* Short problem: Render the lines below as a Markdown table with two columns, Row and Line. Number each row and leave out any blank lines.

* Entries shown:
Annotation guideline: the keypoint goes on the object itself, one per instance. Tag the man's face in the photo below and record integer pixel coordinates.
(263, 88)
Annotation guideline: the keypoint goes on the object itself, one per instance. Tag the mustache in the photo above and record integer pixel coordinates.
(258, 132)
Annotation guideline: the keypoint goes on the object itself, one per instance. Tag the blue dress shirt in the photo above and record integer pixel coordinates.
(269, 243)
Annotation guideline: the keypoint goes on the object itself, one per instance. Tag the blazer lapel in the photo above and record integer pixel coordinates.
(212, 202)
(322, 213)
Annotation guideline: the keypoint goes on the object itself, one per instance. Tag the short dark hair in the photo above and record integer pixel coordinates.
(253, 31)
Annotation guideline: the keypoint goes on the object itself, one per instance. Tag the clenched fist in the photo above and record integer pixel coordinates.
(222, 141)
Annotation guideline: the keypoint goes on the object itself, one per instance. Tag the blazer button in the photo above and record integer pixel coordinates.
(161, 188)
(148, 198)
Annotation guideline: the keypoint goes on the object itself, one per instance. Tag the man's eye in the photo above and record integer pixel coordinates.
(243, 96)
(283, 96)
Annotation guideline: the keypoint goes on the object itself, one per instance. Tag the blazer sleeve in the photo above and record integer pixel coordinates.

* Exercise response:
| Row | Line |
|---|---|
| 1 | Annotation guideline: the keypoint goes on the object itself, one per instance. Tag the man's face in the photo below and record integer pixel coordinates. |
| 2 | (263, 88) |
| 3 | Annotation guideline: the keypoint goes on the object itself, one per instance. Tag the mustache in the photo above and record integer pixel coordinates. |
| 4 | (258, 132) |
| 5 | Annotation guideline: the keypoint goes on the object itself, one per instance. Tag the blue dress shirt in the photo above and record integer pixel coordinates. |
| 6 | (269, 243) |
| 7 | Annotation guideline: the keypoint goes on the object itself, one per instance. Tag the blazer lapel in the photo above and record integer pixel coordinates. |
| 8 | (212, 202) |
| 9 | (322, 213) |
| 10 | Annotation guideline: the keypoint goes on the object itself, one per instance. Tag the short dark hair in the photo above and record integer pixel coordinates. |
| 11 | (253, 31) |
| 12 | Annotation guideline: the keypoint goes on the object itself, one per instance. Tag the clenched fist in the photo above and record integer pixel coordinates. |
| 13 | (222, 141) |
| 14 | Annotation guideline: the keypoint goes on the object itself, one per instance. Tag the blazer button in the photo above and record integer pixel coordinates. |
| 15 | (161, 188) |
| 16 | (148, 198) |
| 17 | Annotation guideline: the keypoint goes on the object itself, one per instance. Tag the man's eye in the photo above and record integer pixel coordinates. |
| 18 | (243, 96) |
| 19 | (283, 96) |
| 20 | Annotation guideline: the keypoint goes on the object itself, one per instance. Tag the blazer sleeve in the photo above and record integer pixel coordinates. |